Replacing John Maine and Oliver Perez in the rotation with 23-year-old Jonathon Niese (who had been on the disabled list with a hamstring strain) and journeyman knuckleballer R.A. Dickey (who had been in the bullpen) has also been key. Maine and Perez both hit the DL with ERAs over 6.00, while Niese and Dickey, in eight combined starts since mid-May, have gone 7-0 with a 2.28 ERA. Hisanori Takahashi, another repurposed reliever, has also been a solid addition to the rotation having turned in three quality starts in five tries, going 2-1 with a 3.81 ERA. Add in a Cy Young-contending season from Mike Pelfrey and his new split-finger fastball and incumbent ace Johan Santana, and the Mets rotation, which seemed in ruins a month ago, is suddenly a strength.
****
* [Action item]
Please copy the passage on the Mets rotation word for word, starting at "Replacing John Maine" and ending at "suddenly a strength.". The records have no connection to the passage on the Mets rotation.
****
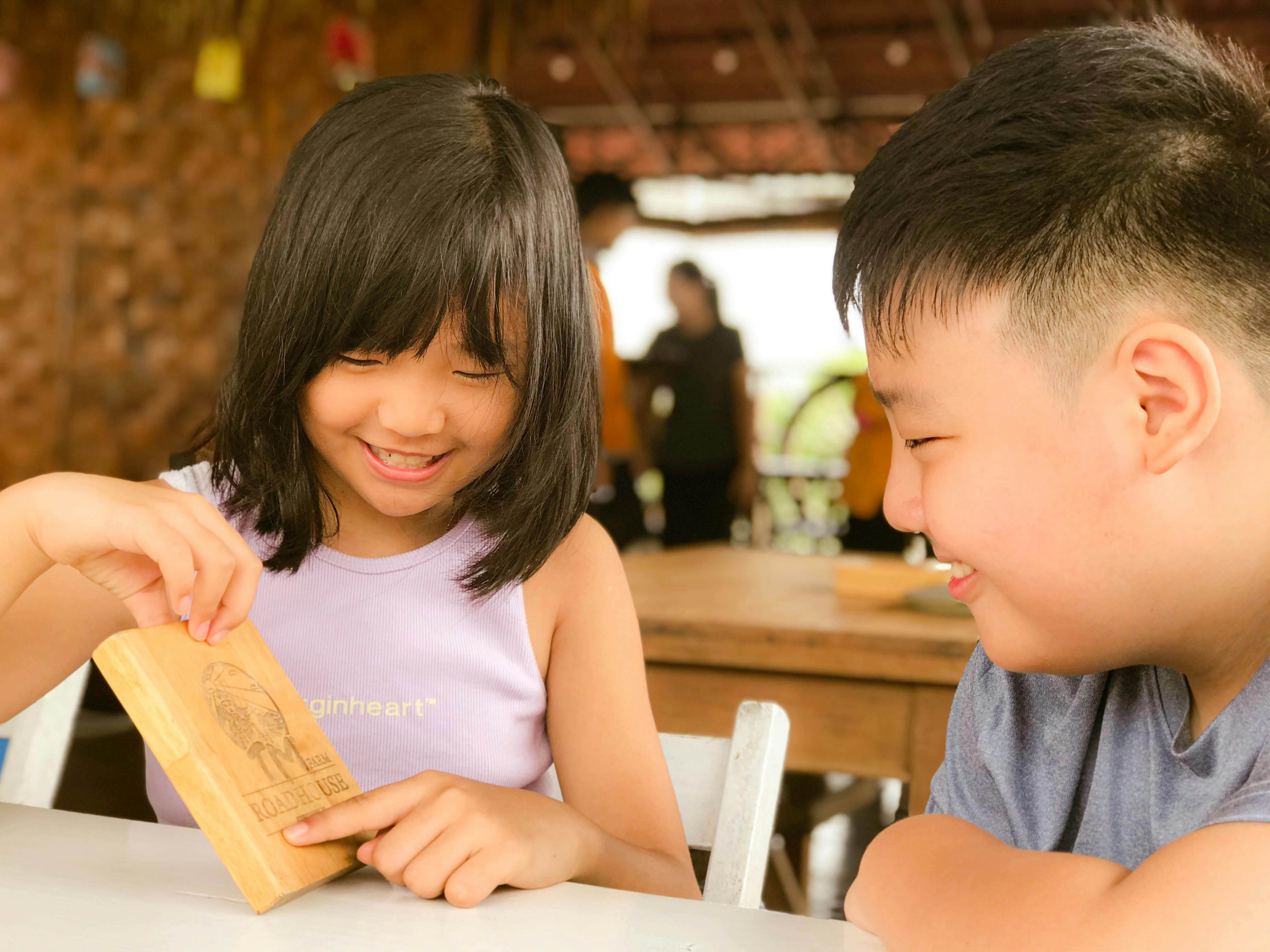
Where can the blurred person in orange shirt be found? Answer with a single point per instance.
(606, 209)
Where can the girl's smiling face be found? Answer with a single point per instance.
(399, 436)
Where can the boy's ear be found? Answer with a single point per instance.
(1174, 379)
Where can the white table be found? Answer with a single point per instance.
(72, 881)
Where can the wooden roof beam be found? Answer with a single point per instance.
(950, 37)
(809, 49)
(981, 28)
(785, 79)
(624, 101)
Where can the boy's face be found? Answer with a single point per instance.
(1039, 494)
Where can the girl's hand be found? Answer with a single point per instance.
(444, 835)
(163, 552)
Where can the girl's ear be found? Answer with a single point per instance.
(1174, 379)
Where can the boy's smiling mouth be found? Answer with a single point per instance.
(962, 582)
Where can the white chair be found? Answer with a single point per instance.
(33, 745)
(727, 794)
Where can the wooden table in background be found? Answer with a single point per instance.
(868, 691)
****
* [Solved problem]
Replacing John Maine and Oliver Perez in the rotation with 23-year-old Jonathon Niese (who had been on the disabled list with a hamstring strain) and journeyman knuckleballer R.A. Dickey (who had been in the bullpen) has also been key. Maine and Perez both hit the DL with ERAs over 6.00, while Niese and Dickey, in eight combined starts since mid-May, have gone 7-0 with a 2.28 ERA. Hisanori Takahashi, another repurposed reliever, has also been a solid addition to the rotation having turned in three quality starts in five tries, going 2-1 with a 3.81 ERA. Add in a Cy Young-contending season from Mike Pelfrey and his new split-finger fastball and incumbent ace Johan Santana, and the Mets rotation, which seemed in ruins a month ago, is suddenly a strength.